Object pointing dataset rows:

○ ○ ○ ○

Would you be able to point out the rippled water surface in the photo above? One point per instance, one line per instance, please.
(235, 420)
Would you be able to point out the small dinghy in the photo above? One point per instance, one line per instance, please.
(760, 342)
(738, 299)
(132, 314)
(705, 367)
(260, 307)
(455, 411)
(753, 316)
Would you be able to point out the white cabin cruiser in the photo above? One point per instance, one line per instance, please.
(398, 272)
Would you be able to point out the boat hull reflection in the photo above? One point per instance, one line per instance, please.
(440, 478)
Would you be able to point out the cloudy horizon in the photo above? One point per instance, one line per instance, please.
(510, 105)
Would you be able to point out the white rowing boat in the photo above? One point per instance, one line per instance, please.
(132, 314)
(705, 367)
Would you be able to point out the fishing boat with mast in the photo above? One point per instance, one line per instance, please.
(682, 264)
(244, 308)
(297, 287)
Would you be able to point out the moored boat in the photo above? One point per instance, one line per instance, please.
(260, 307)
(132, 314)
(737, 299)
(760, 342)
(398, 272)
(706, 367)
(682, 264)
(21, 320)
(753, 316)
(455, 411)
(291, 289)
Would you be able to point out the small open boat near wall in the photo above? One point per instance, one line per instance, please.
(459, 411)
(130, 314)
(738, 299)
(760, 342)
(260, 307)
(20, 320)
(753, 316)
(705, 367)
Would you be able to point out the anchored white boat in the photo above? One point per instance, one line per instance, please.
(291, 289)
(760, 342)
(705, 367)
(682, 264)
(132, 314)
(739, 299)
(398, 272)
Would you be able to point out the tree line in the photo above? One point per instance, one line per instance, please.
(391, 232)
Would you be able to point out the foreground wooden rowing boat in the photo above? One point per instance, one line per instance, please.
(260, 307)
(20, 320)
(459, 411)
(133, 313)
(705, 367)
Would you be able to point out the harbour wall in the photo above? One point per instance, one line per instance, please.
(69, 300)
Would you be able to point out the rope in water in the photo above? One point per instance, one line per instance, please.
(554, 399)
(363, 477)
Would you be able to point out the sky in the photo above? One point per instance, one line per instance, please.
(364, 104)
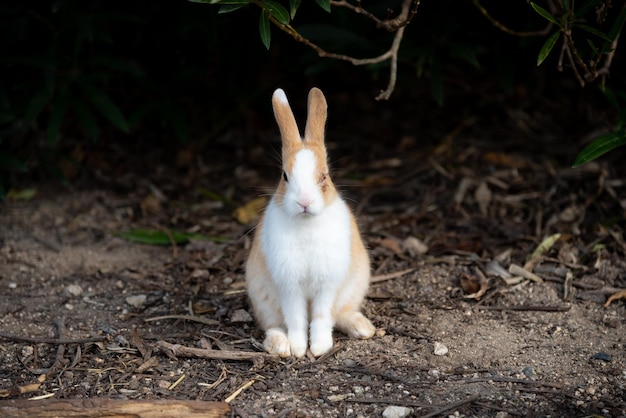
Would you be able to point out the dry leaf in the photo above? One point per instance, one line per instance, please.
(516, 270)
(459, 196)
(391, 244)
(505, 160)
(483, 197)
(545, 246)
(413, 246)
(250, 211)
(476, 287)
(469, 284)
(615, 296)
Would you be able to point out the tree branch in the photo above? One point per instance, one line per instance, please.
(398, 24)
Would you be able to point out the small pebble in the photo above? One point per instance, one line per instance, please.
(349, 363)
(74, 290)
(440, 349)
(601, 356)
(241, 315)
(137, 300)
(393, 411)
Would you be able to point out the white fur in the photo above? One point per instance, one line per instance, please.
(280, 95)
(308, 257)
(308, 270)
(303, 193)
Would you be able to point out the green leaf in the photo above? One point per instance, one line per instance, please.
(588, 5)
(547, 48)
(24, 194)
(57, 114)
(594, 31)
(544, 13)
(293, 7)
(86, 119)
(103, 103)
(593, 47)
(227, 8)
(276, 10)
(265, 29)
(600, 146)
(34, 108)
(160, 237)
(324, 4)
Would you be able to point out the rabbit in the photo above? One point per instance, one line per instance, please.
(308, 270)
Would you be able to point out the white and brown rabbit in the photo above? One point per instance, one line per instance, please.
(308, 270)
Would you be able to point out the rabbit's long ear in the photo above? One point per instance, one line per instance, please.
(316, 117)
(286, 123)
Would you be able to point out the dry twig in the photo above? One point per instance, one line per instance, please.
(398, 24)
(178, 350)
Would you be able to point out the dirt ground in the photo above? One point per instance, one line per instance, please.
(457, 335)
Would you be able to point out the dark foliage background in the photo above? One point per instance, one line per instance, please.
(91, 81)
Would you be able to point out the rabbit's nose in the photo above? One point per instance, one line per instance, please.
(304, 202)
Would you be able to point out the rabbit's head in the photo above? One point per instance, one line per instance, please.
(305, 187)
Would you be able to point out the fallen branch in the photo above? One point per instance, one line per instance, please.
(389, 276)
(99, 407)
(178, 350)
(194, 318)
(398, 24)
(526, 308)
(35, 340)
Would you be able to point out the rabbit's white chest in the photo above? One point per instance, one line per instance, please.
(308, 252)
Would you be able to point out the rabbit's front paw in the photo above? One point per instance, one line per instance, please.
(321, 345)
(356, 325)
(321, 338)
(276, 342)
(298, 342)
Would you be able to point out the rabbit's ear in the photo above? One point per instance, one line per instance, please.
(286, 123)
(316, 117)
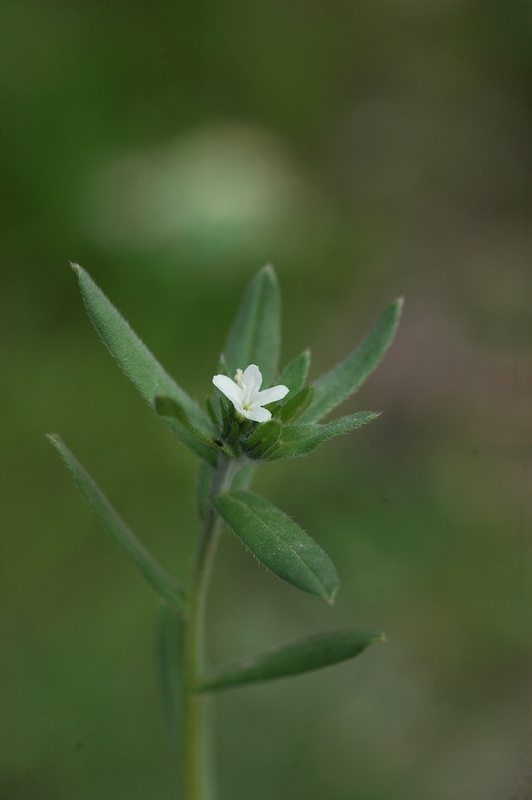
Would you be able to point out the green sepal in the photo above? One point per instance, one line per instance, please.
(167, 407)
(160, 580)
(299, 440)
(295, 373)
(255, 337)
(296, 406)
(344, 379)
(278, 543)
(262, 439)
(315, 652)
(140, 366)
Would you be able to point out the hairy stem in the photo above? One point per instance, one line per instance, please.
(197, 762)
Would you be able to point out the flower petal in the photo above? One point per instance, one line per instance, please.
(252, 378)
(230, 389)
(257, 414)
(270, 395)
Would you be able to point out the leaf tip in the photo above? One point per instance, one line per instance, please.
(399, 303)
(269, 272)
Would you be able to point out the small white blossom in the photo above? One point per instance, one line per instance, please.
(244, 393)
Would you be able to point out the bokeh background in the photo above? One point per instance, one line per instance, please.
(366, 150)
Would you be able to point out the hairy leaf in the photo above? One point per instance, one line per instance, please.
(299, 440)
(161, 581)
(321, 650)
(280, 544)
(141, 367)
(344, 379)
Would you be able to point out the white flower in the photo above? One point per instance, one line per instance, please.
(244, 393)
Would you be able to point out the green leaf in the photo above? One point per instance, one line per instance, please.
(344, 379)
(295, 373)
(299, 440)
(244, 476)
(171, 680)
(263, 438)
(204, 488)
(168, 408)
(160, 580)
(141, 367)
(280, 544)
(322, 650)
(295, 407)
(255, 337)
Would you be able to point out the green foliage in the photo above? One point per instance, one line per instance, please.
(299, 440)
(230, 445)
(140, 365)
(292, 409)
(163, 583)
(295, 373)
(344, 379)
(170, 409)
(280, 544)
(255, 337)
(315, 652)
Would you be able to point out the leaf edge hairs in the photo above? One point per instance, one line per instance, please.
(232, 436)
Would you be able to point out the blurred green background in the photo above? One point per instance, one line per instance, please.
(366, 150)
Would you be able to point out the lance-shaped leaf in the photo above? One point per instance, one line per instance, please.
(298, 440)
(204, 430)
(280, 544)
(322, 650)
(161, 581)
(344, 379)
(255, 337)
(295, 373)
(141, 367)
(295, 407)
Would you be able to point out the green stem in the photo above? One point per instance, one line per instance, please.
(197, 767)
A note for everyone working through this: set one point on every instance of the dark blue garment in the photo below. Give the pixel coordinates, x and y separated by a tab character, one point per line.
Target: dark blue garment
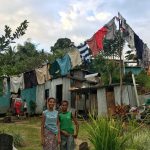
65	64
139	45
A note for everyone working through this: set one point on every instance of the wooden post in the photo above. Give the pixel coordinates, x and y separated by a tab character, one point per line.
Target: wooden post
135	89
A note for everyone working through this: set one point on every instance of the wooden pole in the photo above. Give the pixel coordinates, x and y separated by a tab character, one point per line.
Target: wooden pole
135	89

○ ○ ○ ○

**Task statement**
Copy out, unchanged, the span of lines beginning with the one that includes "Would you be able to point out the green stem" and running through the final line of the material above. Leave the pictures out.

**The answer**
Would you be able to point out the green stem in the photo above? One point per instance, one line per instance, please.
(197, 767)
A note for everyone working through this: set one point on every instance of the dark blue garment in the photo below. Give the pixel coordinates, x and y separated by a tab character, one point per line.
Target: dark blue garment
65	64
139	45
A note for everyone working through this: set one point on every instance of the wooden post in the photo above. Give the pixel coordinates, x and y separated by a tab character, one point per line.
Target: wooden post
135	89
A note for everyone working through this: set one point on every instance of the wooden pole in the photo above. Give the pixel coordinates, x and y separated by a tab character, one point per line.
Target: wooden pole
135	89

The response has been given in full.